Do this - Rewrite the data below as a JSON array of strings, with one string per line and any blank lines omitted.

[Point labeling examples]

--*--

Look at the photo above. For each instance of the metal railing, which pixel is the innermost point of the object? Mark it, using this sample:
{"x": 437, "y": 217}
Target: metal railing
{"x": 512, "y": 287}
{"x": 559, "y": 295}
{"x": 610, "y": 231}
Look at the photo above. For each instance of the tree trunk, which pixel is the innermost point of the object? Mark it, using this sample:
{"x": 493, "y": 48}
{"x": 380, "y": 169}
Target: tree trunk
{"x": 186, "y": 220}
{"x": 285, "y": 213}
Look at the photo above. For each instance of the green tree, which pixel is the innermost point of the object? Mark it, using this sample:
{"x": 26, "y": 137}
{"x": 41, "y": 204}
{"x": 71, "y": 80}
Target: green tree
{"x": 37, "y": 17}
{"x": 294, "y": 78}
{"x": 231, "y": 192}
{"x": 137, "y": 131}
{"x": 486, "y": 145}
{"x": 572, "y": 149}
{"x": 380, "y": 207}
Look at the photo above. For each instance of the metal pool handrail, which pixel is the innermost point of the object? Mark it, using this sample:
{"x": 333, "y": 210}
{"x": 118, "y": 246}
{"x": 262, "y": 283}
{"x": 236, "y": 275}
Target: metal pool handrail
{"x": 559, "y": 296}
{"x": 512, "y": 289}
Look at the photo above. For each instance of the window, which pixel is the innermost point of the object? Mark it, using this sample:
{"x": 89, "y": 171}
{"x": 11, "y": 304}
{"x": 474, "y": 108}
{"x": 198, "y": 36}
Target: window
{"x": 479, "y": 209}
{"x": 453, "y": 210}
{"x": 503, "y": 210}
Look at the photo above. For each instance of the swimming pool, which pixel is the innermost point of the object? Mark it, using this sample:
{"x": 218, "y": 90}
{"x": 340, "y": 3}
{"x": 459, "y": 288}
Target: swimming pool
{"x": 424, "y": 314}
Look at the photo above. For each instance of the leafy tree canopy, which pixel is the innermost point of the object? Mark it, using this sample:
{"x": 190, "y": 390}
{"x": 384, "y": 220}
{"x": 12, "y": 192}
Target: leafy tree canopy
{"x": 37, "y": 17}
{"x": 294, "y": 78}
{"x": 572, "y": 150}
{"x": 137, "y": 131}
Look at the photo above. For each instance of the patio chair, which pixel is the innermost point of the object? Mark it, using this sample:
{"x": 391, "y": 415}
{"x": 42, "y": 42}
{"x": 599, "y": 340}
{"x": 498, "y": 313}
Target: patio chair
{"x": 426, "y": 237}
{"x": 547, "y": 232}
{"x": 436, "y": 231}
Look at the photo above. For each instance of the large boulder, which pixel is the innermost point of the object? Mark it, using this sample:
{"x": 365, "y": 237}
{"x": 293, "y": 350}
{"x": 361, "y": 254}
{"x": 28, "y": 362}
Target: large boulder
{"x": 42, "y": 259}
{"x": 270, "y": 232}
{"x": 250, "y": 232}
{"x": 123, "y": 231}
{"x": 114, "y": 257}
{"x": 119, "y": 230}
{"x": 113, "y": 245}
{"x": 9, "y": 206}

--*--

Response for this exercise -
[
  "Look at the photo above. For each instance of the metal railing, which pixel is the innermost point of the object? Mark it, using this sample:",
  "{\"x\": 437, \"y\": 217}",
  "Target: metal railing",
  "{\"x\": 512, \"y\": 287}",
  "{\"x\": 559, \"y\": 295}",
  "{\"x\": 610, \"y\": 231}",
  "Look at the photo above. For each instance of the tree trunk, which pixel is the innermost point of the object? Mark it, using this sample:",
  "{\"x\": 493, \"y\": 48}",
  "{\"x\": 380, \"y\": 169}",
  "Target: tree trunk",
  "{\"x\": 186, \"y\": 220}",
  "{\"x\": 285, \"y\": 213}",
  "Look at the photo above. For each instance of the green tree, which pixel is the innermost point of the object? Mark it, using this sample:",
  "{\"x\": 26, \"y\": 137}",
  "{\"x\": 41, \"y\": 204}",
  "{\"x\": 71, \"y\": 80}",
  "Target: green tree",
  "{\"x\": 37, \"y\": 17}",
  "{\"x\": 294, \"y\": 78}",
  "{\"x\": 231, \"y\": 192}",
  "{\"x\": 137, \"y\": 131}",
  "{\"x\": 486, \"y\": 145}",
  "{\"x\": 572, \"y\": 149}",
  "{\"x\": 380, \"y\": 207}",
  "Look at the photo above. For each instance of the metal pool handrail, which pixel is the innermost point of the object? Mark it, using this sample:",
  "{\"x\": 333, \"y\": 210}",
  "{\"x\": 118, \"y\": 246}",
  "{\"x\": 262, \"y\": 283}",
  "{\"x\": 236, \"y\": 275}",
  "Target: metal pool handrail",
  "{\"x\": 559, \"y\": 296}",
  "{\"x\": 512, \"y\": 289}",
  "Look at the photo above. For each instance of the window, which pixel is the innermost point of the object? Mark it, using this sample:",
  "{\"x\": 89, \"y\": 171}",
  "{\"x\": 11, \"y\": 304}",
  "{\"x\": 474, \"y\": 108}",
  "{\"x\": 198, \"y\": 36}",
  "Target: window",
  "{\"x\": 479, \"y\": 209}",
  "{\"x\": 453, \"y\": 210}",
  "{\"x\": 503, \"y\": 210}",
  "Look at the photo above. For each instance of the swimming pool, which pixel is the innermost point of the object? Mark it, using this sample:",
  "{\"x\": 218, \"y\": 90}",
  "{\"x\": 340, \"y\": 3}",
  "{\"x\": 459, \"y\": 288}",
  "Target: swimming pool",
  "{\"x\": 424, \"y\": 314}",
  "Look at the photo above. For each instance of the leafy tree canopy, which pixel is the innermost point of the object? Mark it, using this sample:",
  "{\"x\": 190, \"y\": 390}",
  "{\"x\": 384, \"y\": 220}",
  "{\"x\": 12, \"y\": 192}",
  "Target: leafy tree canopy",
  "{\"x\": 37, \"y\": 17}",
  "{\"x\": 294, \"y\": 78}",
  "{\"x\": 572, \"y\": 150}",
  "{\"x\": 137, \"y\": 131}",
  "Look at the photo above. For each instance of the patio chair, which pixel is the innermost point of the object? Mark it, using this sample:",
  "{\"x\": 391, \"y\": 415}",
  "{\"x\": 42, \"y\": 42}",
  "{\"x\": 599, \"y\": 340}",
  "{\"x\": 498, \"y\": 313}",
  "Target: patio chair",
  "{\"x\": 426, \"y\": 237}",
  "{\"x\": 547, \"y\": 232}",
  "{\"x\": 436, \"y\": 231}",
  "Look at the photo above. For each instance of the large boulder, which pixel is the innermost point of the object? Mark it, using this sample:",
  "{\"x\": 365, \"y\": 237}",
  "{\"x\": 293, \"y\": 350}",
  "{\"x\": 361, \"y\": 254}",
  "{\"x\": 28, \"y\": 362}",
  "Target: large boulder",
  "{\"x\": 42, \"y\": 259}",
  "{\"x\": 270, \"y\": 232}",
  "{\"x\": 250, \"y\": 232}",
  "{\"x\": 123, \"y\": 231}",
  "{\"x\": 114, \"y\": 257}",
  "{\"x\": 119, \"y\": 230}",
  "{\"x\": 113, \"y\": 245}",
  "{\"x\": 9, \"y\": 206}"
]